**RECORDS FOR THIS EXERCISE:**
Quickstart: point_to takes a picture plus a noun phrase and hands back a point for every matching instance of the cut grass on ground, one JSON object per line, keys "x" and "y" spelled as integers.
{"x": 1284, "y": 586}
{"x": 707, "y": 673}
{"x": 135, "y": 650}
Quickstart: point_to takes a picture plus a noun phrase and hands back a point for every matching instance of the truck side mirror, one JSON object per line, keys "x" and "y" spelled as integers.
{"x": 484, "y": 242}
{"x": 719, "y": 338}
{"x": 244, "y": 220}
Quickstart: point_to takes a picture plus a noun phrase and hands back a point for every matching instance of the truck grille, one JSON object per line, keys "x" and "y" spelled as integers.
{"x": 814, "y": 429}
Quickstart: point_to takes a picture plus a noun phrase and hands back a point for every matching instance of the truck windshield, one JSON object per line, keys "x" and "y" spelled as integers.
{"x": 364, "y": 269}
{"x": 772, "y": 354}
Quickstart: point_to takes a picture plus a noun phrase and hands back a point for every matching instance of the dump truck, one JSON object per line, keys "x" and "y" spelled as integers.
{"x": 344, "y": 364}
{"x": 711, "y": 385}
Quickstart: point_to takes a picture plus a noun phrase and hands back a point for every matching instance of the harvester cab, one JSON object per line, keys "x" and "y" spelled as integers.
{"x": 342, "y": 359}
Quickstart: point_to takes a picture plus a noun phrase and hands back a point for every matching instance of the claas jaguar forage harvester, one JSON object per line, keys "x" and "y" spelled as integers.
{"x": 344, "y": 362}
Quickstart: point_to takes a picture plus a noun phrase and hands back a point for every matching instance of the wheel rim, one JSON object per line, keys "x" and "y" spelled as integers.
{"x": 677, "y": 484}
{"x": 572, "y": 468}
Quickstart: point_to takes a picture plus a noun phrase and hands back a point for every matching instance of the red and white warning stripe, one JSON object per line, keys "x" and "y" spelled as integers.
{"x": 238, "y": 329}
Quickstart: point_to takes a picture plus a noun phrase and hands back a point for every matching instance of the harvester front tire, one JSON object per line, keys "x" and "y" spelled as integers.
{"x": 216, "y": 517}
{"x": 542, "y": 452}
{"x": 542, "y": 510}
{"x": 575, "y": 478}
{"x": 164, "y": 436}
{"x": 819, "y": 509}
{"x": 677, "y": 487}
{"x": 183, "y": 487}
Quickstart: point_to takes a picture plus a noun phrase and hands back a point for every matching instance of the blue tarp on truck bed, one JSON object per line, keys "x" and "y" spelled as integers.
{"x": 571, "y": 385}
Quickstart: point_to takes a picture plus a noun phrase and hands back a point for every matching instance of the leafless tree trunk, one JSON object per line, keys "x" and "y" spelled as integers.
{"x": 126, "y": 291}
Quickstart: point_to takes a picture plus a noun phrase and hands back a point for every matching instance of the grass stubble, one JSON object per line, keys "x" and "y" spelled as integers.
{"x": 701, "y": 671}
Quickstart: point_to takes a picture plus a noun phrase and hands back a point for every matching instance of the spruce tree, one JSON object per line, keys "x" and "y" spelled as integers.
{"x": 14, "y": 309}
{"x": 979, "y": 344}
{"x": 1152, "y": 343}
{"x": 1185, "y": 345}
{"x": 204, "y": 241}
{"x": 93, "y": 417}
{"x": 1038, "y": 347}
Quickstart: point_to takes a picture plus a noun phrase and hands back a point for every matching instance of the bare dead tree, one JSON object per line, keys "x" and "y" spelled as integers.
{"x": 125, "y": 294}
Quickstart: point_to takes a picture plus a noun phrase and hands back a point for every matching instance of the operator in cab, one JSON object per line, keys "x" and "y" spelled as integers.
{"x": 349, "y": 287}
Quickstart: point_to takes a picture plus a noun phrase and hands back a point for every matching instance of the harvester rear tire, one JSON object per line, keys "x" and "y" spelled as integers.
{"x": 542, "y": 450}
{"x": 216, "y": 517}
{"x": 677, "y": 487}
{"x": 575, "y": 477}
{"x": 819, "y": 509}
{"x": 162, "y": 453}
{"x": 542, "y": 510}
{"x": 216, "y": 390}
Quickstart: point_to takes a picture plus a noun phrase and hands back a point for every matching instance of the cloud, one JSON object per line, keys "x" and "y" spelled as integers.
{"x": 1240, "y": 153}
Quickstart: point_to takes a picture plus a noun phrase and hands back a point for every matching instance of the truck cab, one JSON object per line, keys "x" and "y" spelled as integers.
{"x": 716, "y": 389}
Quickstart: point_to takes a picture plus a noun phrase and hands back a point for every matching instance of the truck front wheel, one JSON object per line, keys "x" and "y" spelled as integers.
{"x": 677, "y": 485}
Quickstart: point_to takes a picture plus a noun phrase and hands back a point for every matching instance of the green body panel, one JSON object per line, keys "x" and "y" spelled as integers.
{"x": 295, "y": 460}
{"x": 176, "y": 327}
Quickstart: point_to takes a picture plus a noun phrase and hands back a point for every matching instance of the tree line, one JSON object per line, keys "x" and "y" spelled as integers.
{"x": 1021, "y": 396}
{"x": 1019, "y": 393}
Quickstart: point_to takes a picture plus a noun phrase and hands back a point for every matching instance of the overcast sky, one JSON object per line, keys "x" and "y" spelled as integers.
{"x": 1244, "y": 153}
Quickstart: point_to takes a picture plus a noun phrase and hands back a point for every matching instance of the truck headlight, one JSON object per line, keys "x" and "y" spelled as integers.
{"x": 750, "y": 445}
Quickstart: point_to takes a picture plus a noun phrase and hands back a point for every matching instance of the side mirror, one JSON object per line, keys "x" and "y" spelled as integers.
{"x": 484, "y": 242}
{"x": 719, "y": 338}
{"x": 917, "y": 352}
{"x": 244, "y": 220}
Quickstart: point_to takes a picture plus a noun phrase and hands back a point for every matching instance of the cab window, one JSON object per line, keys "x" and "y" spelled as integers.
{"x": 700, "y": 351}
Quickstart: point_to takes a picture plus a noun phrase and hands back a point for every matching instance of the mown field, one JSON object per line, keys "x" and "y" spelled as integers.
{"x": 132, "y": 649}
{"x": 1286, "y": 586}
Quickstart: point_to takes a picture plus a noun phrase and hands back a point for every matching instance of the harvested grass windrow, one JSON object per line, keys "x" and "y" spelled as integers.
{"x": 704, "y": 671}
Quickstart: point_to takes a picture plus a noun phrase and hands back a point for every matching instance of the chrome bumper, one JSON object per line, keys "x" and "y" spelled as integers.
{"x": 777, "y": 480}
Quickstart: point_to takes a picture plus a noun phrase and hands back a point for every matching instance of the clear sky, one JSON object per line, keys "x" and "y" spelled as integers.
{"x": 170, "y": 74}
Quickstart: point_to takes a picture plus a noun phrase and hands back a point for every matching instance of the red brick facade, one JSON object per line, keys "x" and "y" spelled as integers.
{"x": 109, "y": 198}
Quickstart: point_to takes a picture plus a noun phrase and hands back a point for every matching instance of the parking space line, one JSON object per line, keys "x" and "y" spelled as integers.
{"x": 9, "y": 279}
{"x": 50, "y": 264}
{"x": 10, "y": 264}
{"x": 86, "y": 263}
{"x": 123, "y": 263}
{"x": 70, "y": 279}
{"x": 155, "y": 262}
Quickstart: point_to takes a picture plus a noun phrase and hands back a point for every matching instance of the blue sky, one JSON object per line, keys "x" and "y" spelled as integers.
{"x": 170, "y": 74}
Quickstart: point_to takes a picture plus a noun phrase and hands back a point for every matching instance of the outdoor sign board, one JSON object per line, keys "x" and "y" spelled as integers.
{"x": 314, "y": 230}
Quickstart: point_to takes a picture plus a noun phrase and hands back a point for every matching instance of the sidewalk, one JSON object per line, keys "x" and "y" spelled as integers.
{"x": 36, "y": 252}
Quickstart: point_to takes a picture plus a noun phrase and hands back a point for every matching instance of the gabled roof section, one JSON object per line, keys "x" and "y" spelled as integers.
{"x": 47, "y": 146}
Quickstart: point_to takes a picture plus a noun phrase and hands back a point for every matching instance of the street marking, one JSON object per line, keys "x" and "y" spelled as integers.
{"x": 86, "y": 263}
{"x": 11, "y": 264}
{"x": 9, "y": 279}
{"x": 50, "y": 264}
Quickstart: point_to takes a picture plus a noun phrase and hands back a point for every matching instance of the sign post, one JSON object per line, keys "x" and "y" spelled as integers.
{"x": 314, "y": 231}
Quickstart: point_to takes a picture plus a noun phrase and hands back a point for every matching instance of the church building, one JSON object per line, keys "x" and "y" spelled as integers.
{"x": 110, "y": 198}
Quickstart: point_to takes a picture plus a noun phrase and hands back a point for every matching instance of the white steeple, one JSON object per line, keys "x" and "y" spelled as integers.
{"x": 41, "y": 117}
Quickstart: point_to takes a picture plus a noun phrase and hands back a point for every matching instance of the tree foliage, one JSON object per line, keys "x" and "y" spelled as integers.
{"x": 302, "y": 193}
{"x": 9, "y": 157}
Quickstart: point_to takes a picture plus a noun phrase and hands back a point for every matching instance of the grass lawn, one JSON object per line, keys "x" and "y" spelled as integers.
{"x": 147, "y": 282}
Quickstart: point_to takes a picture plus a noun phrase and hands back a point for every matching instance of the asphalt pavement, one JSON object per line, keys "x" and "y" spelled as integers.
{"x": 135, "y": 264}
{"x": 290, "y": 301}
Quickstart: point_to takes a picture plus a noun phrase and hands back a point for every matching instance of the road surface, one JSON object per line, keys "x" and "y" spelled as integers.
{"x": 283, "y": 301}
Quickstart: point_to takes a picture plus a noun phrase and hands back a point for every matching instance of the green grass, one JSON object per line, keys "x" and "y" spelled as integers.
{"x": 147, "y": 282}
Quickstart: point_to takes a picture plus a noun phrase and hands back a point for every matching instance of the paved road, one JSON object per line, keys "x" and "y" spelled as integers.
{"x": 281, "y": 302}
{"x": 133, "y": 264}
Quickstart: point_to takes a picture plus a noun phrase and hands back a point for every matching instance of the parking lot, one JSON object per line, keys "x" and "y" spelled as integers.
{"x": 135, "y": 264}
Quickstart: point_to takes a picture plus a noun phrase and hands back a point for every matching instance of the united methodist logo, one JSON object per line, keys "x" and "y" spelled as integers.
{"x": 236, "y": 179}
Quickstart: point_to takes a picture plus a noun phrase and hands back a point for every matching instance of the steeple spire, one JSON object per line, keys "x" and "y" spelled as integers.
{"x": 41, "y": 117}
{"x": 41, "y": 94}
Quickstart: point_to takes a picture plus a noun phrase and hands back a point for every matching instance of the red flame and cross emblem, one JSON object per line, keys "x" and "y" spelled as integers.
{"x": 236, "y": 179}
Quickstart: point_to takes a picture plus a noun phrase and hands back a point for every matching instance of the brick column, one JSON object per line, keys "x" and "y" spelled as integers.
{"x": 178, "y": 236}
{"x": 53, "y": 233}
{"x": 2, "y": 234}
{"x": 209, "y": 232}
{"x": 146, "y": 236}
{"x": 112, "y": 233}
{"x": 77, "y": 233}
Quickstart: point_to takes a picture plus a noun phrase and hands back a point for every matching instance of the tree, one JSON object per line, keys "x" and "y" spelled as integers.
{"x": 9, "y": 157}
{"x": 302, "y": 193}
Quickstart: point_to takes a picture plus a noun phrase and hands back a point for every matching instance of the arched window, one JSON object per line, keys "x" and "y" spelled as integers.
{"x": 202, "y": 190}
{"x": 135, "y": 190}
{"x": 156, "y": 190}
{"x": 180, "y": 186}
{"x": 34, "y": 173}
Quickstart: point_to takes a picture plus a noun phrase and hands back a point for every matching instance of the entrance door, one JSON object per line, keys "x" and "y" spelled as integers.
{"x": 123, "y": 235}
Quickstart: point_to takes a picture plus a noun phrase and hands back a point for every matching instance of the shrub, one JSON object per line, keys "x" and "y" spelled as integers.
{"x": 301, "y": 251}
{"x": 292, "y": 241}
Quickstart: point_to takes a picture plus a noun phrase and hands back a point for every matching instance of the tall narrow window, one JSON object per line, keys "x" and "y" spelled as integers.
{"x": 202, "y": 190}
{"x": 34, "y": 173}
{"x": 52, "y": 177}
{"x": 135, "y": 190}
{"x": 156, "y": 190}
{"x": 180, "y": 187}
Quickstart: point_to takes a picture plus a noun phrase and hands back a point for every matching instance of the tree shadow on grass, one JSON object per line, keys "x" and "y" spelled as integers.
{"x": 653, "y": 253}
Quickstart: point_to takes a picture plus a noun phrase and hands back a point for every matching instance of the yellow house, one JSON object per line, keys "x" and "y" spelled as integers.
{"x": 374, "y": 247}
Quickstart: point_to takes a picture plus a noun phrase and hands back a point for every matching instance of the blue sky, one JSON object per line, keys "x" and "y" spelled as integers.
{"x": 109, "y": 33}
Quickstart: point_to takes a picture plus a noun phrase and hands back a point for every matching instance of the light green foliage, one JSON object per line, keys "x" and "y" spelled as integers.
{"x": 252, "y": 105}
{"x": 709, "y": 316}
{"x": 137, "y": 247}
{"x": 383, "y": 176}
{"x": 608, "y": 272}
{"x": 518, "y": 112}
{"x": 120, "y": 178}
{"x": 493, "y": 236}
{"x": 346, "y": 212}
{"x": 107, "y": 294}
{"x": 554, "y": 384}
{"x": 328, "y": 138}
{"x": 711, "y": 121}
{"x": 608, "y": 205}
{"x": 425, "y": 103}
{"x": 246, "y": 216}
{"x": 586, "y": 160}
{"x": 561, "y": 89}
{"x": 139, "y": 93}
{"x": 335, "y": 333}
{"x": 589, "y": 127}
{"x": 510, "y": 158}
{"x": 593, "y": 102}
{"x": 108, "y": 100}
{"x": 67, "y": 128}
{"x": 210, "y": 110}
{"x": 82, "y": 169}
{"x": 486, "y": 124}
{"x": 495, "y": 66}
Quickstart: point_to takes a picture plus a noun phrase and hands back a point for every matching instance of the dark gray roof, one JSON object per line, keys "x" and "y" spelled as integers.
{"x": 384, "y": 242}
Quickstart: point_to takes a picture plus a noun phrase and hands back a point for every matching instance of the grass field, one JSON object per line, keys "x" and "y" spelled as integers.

**OBJECTIVE:** Repeat, with no changes, each line from the one with "of the light" to the end of the listing, including both ends and nothing else.

**TASK RESPONSE:**
Quickstart: point_to takes a picture plus a noun phrase and hands back a point for every matching instance of the light green foliage, one JSON object per line, keys "x" and "y" spelled as integers.
{"x": 252, "y": 105}
{"x": 709, "y": 316}
{"x": 137, "y": 247}
{"x": 383, "y": 176}
{"x": 608, "y": 272}
{"x": 518, "y": 112}
{"x": 120, "y": 178}
{"x": 493, "y": 236}
{"x": 346, "y": 212}
{"x": 107, "y": 294}
{"x": 554, "y": 384}
{"x": 328, "y": 138}
{"x": 711, "y": 121}
{"x": 608, "y": 205}
{"x": 425, "y": 103}
{"x": 246, "y": 216}
{"x": 586, "y": 160}
{"x": 561, "y": 89}
{"x": 139, "y": 93}
{"x": 335, "y": 333}
{"x": 589, "y": 127}
{"x": 510, "y": 158}
{"x": 593, "y": 102}
{"x": 108, "y": 100}
{"x": 67, "y": 128}
{"x": 210, "y": 110}
{"x": 82, "y": 169}
{"x": 486, "y": 124}
{"x": 495, "y": 66}
Quickstart: point_to takes a picture plus a noun phrase and hands back a point for every matching instance of the dark gray roof, one JSON object per line, keys "x" and "y" spelled as integers.
{"x": 384, "y": 242}
Quickstart: point_to takes a picture plus a noun phrase and hands back a point for every matching instance of the grass field, one JSON object per line, keys "x" and "y" spelled as integers.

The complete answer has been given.